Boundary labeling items
+++++

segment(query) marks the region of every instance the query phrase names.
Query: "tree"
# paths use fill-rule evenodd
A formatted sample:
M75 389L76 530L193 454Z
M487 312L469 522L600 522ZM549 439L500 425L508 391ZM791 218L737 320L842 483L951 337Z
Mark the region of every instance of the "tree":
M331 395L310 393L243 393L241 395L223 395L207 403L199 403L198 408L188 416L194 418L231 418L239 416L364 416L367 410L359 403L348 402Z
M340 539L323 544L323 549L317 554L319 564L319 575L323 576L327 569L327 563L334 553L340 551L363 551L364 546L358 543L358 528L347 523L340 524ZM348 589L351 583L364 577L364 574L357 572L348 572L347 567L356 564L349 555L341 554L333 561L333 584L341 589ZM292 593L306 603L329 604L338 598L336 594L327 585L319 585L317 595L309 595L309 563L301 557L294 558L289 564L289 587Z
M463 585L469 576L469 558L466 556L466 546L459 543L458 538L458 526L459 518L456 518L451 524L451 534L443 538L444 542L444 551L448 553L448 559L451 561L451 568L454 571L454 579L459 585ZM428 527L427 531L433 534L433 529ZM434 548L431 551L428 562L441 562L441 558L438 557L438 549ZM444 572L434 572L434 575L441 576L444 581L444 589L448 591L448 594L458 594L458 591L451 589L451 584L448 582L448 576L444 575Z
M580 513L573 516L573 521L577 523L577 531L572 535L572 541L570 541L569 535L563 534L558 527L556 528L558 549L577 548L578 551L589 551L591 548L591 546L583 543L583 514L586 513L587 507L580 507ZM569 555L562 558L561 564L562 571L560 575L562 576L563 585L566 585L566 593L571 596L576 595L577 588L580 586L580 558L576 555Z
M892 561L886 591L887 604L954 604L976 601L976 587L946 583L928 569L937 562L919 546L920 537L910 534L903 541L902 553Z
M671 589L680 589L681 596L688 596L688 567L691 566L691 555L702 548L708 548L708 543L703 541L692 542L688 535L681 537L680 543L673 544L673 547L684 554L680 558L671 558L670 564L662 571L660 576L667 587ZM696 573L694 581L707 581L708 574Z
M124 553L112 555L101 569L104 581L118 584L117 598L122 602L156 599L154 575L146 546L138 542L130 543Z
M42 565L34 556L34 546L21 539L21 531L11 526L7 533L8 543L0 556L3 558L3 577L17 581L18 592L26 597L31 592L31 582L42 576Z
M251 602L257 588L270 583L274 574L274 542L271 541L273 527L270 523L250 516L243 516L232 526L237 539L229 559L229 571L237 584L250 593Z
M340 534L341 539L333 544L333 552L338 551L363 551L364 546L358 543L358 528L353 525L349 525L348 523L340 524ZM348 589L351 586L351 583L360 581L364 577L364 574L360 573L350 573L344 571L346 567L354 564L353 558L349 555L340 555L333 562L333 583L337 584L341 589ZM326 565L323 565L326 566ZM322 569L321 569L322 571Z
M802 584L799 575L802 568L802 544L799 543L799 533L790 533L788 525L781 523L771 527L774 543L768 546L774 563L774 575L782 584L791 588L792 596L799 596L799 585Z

+++++

What needs to be done: Transcribe the lines above, starting with the very first line and ending with the line containing "M487 312L469 522L600", with both of those lines included.

Response:
segment(query) marks the region of every instance the query phrase names.
Query: "tree"
# paths use fill-rule evenodd
A formatted sample:
M75 389L76 530L193 454Z
M487 312L469 522L600 522ZM549 439L500 425L508 391ZM791 218L737 320L842 483L951 337Z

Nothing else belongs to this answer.